== The input
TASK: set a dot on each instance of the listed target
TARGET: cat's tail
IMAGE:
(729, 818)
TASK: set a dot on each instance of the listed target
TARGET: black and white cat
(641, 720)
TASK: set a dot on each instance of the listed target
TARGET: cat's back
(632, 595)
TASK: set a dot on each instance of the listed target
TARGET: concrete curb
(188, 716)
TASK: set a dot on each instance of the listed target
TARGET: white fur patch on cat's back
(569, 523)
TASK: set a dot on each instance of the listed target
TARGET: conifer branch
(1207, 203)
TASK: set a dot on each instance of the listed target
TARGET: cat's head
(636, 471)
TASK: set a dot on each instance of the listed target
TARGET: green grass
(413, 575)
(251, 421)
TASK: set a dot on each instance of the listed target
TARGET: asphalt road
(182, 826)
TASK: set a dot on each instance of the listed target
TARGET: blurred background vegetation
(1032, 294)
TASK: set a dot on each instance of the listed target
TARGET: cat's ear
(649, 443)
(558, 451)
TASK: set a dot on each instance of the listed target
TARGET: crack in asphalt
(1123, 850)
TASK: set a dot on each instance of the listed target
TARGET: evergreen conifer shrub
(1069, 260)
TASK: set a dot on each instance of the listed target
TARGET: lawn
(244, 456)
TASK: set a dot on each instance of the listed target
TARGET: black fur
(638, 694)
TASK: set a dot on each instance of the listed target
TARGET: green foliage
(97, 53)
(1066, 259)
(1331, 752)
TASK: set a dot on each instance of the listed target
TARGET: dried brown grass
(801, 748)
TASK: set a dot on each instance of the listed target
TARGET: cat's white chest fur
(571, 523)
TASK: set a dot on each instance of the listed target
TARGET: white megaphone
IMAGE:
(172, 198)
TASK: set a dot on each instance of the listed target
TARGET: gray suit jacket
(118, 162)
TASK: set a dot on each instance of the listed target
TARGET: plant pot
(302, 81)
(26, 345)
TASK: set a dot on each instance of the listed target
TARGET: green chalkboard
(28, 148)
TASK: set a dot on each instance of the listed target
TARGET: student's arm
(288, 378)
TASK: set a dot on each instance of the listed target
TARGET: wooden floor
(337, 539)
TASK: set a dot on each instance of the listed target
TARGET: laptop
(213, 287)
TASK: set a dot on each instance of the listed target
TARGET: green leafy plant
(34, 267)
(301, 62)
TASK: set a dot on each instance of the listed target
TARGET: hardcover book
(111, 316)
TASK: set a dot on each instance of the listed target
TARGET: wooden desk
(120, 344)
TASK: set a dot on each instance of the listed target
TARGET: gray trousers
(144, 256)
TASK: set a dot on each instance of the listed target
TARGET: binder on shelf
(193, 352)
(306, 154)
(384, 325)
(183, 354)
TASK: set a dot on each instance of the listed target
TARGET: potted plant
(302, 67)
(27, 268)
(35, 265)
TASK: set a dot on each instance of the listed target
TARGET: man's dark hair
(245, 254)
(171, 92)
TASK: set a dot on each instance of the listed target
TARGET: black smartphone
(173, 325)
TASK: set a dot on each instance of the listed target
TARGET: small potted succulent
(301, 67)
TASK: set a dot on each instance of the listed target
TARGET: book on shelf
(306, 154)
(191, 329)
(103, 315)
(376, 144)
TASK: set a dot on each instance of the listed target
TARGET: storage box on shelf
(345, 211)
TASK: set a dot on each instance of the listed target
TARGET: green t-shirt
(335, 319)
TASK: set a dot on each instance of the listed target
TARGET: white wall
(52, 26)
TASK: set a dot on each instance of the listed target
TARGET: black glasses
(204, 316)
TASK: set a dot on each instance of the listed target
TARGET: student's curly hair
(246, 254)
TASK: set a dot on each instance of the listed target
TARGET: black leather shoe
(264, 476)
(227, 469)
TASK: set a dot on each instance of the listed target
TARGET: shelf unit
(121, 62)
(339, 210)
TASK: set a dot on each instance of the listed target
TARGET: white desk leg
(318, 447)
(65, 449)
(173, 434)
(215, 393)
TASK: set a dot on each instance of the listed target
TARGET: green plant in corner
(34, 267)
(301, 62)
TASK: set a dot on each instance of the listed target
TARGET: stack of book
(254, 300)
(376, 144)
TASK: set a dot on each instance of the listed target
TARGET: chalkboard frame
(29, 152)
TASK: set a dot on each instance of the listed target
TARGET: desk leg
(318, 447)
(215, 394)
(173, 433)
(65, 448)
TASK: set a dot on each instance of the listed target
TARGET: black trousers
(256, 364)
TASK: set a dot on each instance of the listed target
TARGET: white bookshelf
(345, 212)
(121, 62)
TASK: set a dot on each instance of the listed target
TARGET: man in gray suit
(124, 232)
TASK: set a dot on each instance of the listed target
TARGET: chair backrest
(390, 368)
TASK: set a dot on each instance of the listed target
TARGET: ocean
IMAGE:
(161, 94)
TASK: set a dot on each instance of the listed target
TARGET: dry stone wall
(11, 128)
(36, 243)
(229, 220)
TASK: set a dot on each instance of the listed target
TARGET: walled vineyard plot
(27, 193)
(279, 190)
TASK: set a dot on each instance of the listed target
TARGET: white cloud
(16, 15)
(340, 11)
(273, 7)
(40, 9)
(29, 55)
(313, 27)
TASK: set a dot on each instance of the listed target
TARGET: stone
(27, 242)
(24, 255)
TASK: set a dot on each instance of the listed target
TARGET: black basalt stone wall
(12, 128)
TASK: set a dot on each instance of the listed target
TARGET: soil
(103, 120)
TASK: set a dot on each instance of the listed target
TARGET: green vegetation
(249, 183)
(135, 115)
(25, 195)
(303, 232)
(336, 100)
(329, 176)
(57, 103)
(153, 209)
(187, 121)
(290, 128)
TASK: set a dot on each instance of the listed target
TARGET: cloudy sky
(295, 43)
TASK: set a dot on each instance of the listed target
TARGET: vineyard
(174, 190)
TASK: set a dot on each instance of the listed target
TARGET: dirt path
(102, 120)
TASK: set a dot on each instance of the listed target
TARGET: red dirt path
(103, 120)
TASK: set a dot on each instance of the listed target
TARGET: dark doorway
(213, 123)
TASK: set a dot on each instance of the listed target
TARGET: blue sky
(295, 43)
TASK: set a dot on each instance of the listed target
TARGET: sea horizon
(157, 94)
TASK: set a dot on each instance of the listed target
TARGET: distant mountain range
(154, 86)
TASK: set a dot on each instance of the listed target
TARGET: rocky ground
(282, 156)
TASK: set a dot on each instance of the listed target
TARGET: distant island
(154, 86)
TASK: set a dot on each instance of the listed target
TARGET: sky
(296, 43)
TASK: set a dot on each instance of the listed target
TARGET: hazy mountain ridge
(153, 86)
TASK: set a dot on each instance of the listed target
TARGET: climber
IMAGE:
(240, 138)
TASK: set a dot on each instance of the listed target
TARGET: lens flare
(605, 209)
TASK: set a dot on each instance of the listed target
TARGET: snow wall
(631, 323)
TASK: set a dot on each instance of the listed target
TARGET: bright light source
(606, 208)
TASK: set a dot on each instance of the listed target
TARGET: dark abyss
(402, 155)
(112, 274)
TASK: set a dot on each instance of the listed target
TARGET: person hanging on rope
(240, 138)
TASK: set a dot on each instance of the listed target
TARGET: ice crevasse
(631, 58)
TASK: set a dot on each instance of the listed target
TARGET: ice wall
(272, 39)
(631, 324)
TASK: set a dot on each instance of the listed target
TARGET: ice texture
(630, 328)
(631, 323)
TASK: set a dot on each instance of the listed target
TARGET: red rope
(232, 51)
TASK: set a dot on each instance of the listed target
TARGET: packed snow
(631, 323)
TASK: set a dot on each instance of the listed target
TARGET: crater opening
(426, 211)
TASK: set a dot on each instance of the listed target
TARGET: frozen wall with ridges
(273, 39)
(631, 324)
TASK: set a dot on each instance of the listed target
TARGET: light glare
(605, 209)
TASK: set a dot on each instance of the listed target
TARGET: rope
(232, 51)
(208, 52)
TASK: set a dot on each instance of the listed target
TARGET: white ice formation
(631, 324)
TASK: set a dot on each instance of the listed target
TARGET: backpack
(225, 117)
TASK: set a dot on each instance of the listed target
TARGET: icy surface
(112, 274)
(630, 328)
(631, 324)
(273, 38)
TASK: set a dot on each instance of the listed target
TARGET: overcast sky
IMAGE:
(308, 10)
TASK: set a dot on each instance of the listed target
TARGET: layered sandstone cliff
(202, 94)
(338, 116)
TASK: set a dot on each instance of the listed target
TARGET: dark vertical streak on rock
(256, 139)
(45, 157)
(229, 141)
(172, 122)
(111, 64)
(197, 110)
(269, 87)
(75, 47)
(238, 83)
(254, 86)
====
#### [What needs to be done]
Gather every line of the items above that contains the string "grass" and copy each one out.

#### [Output]
TARGET: green grass
TARGET: dried brown grass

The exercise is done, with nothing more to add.